Consignes:
A: Renvoie sans rien changer le passage de l'extrait sur l'éducation traditionnelle, depuis « Quelles sont les » jusqu'à « primauté du groupe. » inclus.
B: D'après l'extrait sur l'éducation traditionnelle, où l'initiation se passe-t-elle généralement ?

Je reprends ici pour les lecteurs de KACETO.NET un article que j’avais écris pour l’association Manden. C’est un article qui a eu un franc succès dans la mesure où il a été énormément cité dans de nombreux articles, travaux universitaires et ouvrages consacrés aux problèmes d’éducation et de formation en Afrique. Pour ne citer qu’un seul exemple qui me fait particulièrement plaisir, je vous invite à lire en ligne l’ouvrage collectif de Abdel Rahamane BABA-MOUSSA Laouali Malam MOUSSA & José RAKOTOZAFY intitulé : Fondements et philosophie de l’éducation des adultes en Afrique. Un ouvrage co-publié en 2014 par l’Institut de l’Unesco pour l’apprentissage tout au long de la vie (UIL) et Les Presses universitaires d’Afrique.
A lire sur : https://www.international.de/fileadmin/files/apal_frz_bd2_fondements.pdf.

Quelles sont les caractéristiques principales de l’éducation traditionnelle en Afrique Noire ?
Par le terme « éducation traditionnelle » je veux parler de celle qui prend en compte la richesse profonde du milieu africain. Cette éducation-là se fait généralement par la parole qu’accompagnent l’observation et l’imitation, l’art et le jeu, la musique et la danse. Elle tend à valoriser la cohésion, la solidarité, la primauté du groupe.
Il serait cependant fastidieux d’entrer dans les méandres de toutes les descriptions et monographies sur l’éducation traditionnelle en Afrique Noire. Je voudrais donc ici me limiter à attirer l’attention sur ce qu’il me semble être ses grands principes. A la suite du professeur Lê Thành Khôi (1995), je retiendrai quatre constantes de cette éducation traditionnelle (ou éducation communautaire) :
1. Toute la société est éducative parce que l’enfant est l’enfant du groupe tout entier et non seulement de ses géniteurs. « Il faut tout un village pour élever un enfant », dit un proverbe africain. L’éducation traditionnelle africaine a un caractère collectif prononcé, une globalité au niveau des agents. En effet, en Afrique Noire
« traditionnelle », la parenté, les pairs, tout le village participent à l’éducation de l’enfant. Tout le tissu social sert de cadre d’action. Tout le monde est concerné par l’éducation même si une place particulière revient aux parents et aux aînés ou à des personnes qualifiées par des tâches spéciales, comme durant les moments de rites d’initiations diverses ou d’apprentissage de métiers.
2. L’éducation est globale et intégrée à la vie. L’éducation traditionnelle se fait partout et en toutes occasions, dans le contexte habituel du travail et des loisirs. Elle n’a pas de limitations strictes, elle se donne partout et en tout temps, car elle se moule à la vie. Elle est constante et permanente comme le relève Désalmand (1983) : « L’éducation traditionnelle, du fait qu’elle se confond pratiquement à la vie concrète du groupe, est liée à tous les instants de cette vie, (…) L’individu formé l’est aussi tout le temps » (p. 21). Seule l’initiation échappe à cette règle. Elle se passe généralement dans un bois sacré et concentre dans un temps déterminé toutes les connaissances qui permettent aux jeunes d’assumer leurs responsabilités dans la société. Cette éducation-là est donc parfaitement adaptée au milieu et répond à ses besoins. C’est ainsi par exemple que l’enfant sera vite intégré dans le circuit de la production. La participation à la production n’a pas uniquement une valeur didactique théorique, elle est écho aux besoins du bien-être de la famille, de la société.

Lignes enregistrées:
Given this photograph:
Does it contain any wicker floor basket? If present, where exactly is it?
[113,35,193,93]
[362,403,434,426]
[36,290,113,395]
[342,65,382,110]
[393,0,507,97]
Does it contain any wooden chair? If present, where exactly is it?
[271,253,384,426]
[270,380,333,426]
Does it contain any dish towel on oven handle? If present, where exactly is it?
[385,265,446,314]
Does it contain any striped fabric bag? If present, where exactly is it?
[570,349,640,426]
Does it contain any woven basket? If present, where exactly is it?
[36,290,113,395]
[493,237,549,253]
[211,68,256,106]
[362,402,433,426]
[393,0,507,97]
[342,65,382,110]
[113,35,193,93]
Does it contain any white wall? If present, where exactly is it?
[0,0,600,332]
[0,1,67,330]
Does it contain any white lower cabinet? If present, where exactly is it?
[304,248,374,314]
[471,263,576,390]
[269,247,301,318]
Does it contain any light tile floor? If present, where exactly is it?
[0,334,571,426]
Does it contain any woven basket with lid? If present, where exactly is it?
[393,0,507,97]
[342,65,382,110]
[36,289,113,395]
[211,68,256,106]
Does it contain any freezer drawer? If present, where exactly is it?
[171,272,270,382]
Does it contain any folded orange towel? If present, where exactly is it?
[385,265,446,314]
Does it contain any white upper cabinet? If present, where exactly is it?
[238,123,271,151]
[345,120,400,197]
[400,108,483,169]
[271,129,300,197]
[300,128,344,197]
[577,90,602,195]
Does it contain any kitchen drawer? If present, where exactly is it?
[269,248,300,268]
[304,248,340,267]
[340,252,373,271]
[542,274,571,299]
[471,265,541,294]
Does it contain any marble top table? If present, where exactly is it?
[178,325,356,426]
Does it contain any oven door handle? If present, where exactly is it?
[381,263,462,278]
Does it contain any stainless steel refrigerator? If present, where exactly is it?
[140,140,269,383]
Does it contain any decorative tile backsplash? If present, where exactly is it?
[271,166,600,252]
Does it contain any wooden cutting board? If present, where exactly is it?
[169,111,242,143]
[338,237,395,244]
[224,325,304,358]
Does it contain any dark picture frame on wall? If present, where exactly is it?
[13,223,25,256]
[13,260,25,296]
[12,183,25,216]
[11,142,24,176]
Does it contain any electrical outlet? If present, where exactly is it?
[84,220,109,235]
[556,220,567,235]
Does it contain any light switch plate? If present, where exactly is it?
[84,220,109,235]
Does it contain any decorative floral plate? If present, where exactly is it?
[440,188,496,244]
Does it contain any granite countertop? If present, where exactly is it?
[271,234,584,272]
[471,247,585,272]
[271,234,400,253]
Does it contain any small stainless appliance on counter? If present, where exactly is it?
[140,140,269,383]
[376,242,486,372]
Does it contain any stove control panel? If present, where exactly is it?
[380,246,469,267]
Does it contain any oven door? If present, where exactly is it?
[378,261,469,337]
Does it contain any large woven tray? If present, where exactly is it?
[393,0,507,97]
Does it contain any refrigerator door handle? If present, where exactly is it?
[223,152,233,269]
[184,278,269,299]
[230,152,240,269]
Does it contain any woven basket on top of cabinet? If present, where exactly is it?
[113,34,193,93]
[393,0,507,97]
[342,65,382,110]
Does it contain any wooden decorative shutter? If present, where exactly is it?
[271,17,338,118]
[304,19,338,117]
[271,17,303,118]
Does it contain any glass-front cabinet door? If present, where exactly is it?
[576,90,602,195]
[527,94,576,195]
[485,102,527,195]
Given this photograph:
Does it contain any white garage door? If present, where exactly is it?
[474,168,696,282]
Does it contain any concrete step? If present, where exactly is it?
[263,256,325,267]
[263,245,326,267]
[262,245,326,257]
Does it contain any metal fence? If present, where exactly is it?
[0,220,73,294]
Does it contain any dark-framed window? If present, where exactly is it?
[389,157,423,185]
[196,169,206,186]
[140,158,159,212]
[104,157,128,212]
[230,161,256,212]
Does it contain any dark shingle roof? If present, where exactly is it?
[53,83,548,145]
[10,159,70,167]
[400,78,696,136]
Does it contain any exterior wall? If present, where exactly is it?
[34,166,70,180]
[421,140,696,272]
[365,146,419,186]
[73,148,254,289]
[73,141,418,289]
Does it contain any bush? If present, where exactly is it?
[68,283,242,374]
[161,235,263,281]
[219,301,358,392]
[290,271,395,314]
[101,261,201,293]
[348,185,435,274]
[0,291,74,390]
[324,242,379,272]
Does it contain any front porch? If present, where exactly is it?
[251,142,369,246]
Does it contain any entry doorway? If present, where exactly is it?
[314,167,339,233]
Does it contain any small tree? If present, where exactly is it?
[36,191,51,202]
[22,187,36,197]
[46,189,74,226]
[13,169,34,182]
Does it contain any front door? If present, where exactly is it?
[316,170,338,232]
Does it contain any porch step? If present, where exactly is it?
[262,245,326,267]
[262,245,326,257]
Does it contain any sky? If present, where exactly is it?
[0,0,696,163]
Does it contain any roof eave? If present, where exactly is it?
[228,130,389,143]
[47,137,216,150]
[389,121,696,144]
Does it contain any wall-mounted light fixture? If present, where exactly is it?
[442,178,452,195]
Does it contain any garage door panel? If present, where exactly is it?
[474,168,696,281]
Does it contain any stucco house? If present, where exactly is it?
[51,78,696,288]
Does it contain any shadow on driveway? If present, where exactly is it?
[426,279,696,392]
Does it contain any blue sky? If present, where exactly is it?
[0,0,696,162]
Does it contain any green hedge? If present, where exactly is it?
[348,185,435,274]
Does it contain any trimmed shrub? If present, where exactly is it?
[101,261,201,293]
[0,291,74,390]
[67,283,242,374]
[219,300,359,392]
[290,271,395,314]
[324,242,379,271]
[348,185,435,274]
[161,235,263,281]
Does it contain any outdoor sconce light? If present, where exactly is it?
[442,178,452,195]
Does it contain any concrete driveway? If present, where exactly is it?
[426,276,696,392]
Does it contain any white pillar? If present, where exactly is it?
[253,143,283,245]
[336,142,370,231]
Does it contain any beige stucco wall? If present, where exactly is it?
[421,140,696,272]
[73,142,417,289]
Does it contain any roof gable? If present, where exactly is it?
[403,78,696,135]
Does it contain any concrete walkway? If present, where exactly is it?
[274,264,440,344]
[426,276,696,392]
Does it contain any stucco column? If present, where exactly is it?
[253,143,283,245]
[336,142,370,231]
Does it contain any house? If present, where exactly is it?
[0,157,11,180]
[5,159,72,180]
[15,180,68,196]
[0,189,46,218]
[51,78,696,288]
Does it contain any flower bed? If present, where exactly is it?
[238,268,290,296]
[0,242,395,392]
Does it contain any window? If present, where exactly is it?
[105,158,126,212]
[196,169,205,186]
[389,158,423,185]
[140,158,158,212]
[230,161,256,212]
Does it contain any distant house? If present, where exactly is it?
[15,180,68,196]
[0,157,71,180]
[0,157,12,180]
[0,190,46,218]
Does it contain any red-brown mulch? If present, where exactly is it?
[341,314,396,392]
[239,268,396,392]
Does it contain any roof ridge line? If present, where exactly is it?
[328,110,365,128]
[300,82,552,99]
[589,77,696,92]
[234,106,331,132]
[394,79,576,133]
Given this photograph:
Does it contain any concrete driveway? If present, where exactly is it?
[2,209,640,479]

Réponses une à une:
A:
Quelles sont les caractéristiques principales de l’éducation traditionnelle en Afrique Noire ?
Par le terme « éducation traditionnelle » je veux parler de celle qui prend en compte la richesse profonde du milieu africain. Cette éducation-là se fait généralement par la parole qu’accompagnent l’observation et l’imitation, l’art et le jeu, la musique et la danse. Elle tend à valoriser la cohésion, la solidarité, la primauté du groupe.

B: Dans un bois sacré.